==== Passage
Los Angeles Times on

Published in News & Features

LOS ANGELES — In the year after fire swept through Altadena, man and nature have camouflaged the destruction, to some extent.

The burned husks of thousands of homes have been flattened. Weeks of record rainfall have left empty lots a shimmering green. Parts of Altadena now resemble a rural town, with scattered houses separated by vast swaths of open space canopied by trees that somehow survived the fire.

In Pacific Palisades, too, hills that flames turned brown are now back to green. Everything feels so wet and lush this January that it’s hard to imagine that a fire in the same month, a year ago, could have caused so much misery.

But it did, and 2026 is going to be a pivotal year.

Last year, the focus was on survival — finding temporary places to live, clearing lots, deciding whether to stay or go — while holding government officials accountable. This year will be about building up again, as well as political reckoning.

Government credibility

Many fire survivors are haunted by what-ifs.

If the Los Angeles Fire Department had fully predeployed engines in the Palisades, could homes and lives have been saved? If firefighters hadn’t been ordered to leave a New Year’s Day fire before all the embers were extinguished, would flames have flared up on the same spot amid hurricane-force winds on Jan. 7, 2025?

In Altadena, if government officials had sent out timely evacuation alerts to west Altadena residents, if fire trucks had swarmed the area earlier, would 18 people have died?

The LAFD has promised a host of reforms, including maximum deployments on high-fire-risk days and more thorough mop-ups to better ensure fires are completely out.

Los Angeles County has also vowed a host of improvements, including hiring more personnel to help with emergency alerts.

But time will determine the success of these initiatives. Similar reforms were promised after the massive Woolsey fire in 2018 but never fully implemented.

Both fires raised concerns about the water supply, as hydrants went dry due to overwhelming demand. A year later, there have been no concrete steps to improve the water network, something that would be a costly undertaking. Some smaller-scale ideas have emerged, such as installing cisterns, tapping water from swimming pools, or even turning to mobile pumps and pipes that could quickly route water where it’s needed.

Rebuilding

It took just a few months to remove the debris from the fire zone. The big question for Altadena, Malibu and the Palisades in 2026 is how quickly they can rebuild.

Altadena residents are facing another taxing year of rebuilding, plagued by labor shortages, rising costs and bureaucratic delays. The Los Angeles Times reported last month that L.A. County had issued rebuilding permits for less than one-fifth of the homes destroyed in Altadena.

The county has promised to turbocharge the sluggish pace, enacting a one-step permitting center and waiving some fees. Officials also created preapproved designs for homes that aim to grease the path for residents to speed through the permitting process. The end of the year brought some signs of progress, with the first handful of homes rebuilt in the area.

But residents say they’re losing faith in one of the promises made by county leaders in the early days of the fire: that their town would be quickly rebuilt with the same charm, and, ideally, many of the same residents.
========
==== Data excerpts
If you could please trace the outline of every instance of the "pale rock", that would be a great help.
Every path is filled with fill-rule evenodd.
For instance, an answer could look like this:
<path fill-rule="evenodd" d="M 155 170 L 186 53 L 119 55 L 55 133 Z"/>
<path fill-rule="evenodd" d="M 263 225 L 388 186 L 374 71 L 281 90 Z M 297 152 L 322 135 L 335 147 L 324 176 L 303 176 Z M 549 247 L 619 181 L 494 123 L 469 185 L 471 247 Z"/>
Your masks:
========
==== Data excerpts
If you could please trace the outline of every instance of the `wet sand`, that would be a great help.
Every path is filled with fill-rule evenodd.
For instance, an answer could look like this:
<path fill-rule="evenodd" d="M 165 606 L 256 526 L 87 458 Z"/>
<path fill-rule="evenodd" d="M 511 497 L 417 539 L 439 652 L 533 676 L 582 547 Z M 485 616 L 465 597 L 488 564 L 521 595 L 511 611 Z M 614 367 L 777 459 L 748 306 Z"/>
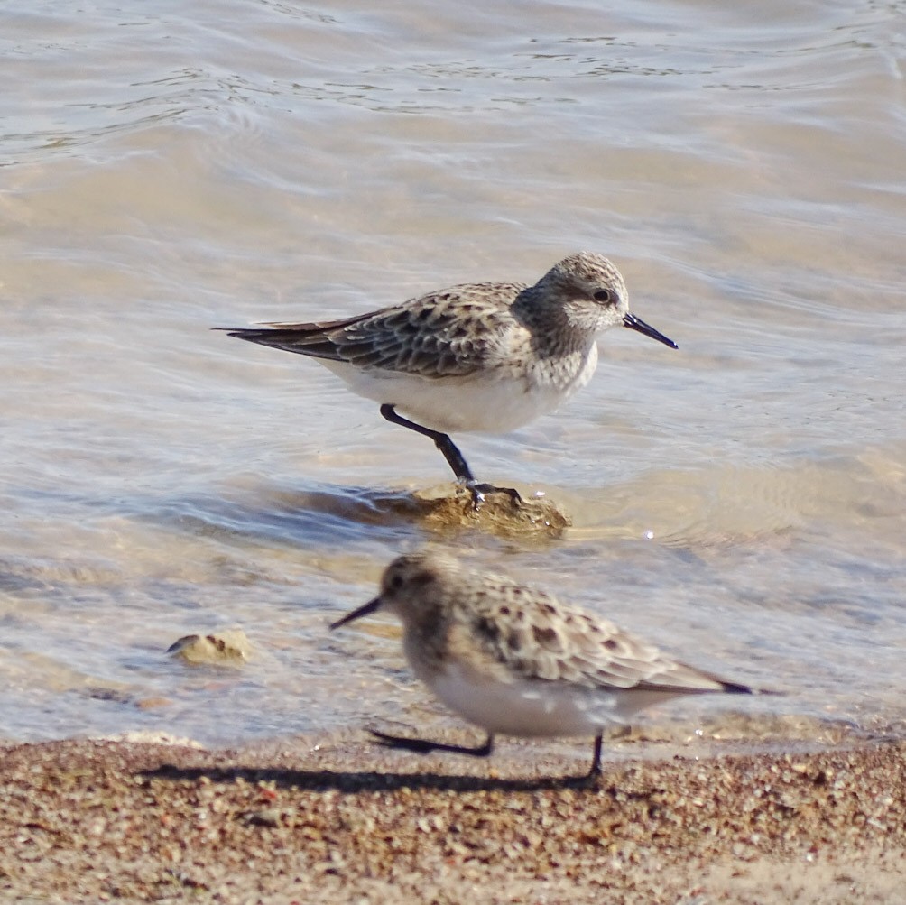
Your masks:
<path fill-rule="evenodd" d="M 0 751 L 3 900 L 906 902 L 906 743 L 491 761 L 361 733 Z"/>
========
==== Data excerpts
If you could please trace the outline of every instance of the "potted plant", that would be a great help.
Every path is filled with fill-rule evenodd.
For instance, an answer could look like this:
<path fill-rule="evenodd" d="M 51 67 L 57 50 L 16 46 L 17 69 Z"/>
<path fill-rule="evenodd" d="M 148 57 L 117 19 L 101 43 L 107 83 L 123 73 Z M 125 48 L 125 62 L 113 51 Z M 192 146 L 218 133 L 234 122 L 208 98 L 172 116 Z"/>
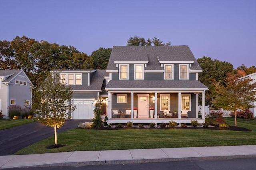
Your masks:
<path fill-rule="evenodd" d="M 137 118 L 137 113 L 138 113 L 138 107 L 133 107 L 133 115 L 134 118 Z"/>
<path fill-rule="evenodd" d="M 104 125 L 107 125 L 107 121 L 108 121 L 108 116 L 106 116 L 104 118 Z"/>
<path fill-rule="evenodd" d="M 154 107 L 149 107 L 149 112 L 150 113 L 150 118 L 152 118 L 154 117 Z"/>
========
## Set exercise A
According to the article on fire recovery in Altadena, what share of the homes destroyed there had received rebuilding permits from L.A. County?
## Set exercise B
In one to three sentences, explain why the fire recovery article says that time will determine whether the promised fire department and county reforms succeed.
## Set exercise C
Continue the article on fire recovery in Altadena and the Palisades, starting after its final sentence.

## Task output A
Less than one-fifth of them.

## Task output B
Similar reforms were promised after the massive Woolsey fire in 2018 but were never fully implemented. So the new promises alone do not show whether the changes will actually be carried out.

## Task output C
“In the days after the fire, we were promised by our Supervisors a speedy recovery, no permit fees, that our town would be rebuilt with the same character that we lost,” wrote fire victim Shawna Dawson Beer on her Altadena-focused Substack. “Promises were made and many have (been) broken.”

In Pacific Palisades, fire victims are waiting to see whether L.A. Mayor Karen Bass and the City Council will waive the permitting fees normally charged to rebuild homes. Bass announced last spring that she wanted to lift those fees for those who lost their homes.

But last month, amid worries about the potential hit to the budget, council members requested more financial information on the initiative.

Within the city of Los Angeles, nearly 5,400 single-family homes were damaged or destroyed by the Palisades fire, according to the mayor’s team. About 250 other structures — duplexes, apartment buildings, condominium complexes — were also destroyed or damaged, those officials said.

 

Palisades property owners are also looking to see whether Bass and the council can reach a deal to exempt fire victims from Measure ULA, the city’s “mansion tax,” which is levied on most property sales above $5.3 million. For now, it’s still unclear whether such a move would need approval from voters, who passed the measure in 2022.

The city is also slated this year to release a series of reports, prepared by engineering firm AECOM, dealing with infrastructure repairs, fire protection and traffic management during the rebuilding. Beyond that, the Department of Water and Power is laying plans to put its electrical lines underground throughout the Palisades, a process expected to take years.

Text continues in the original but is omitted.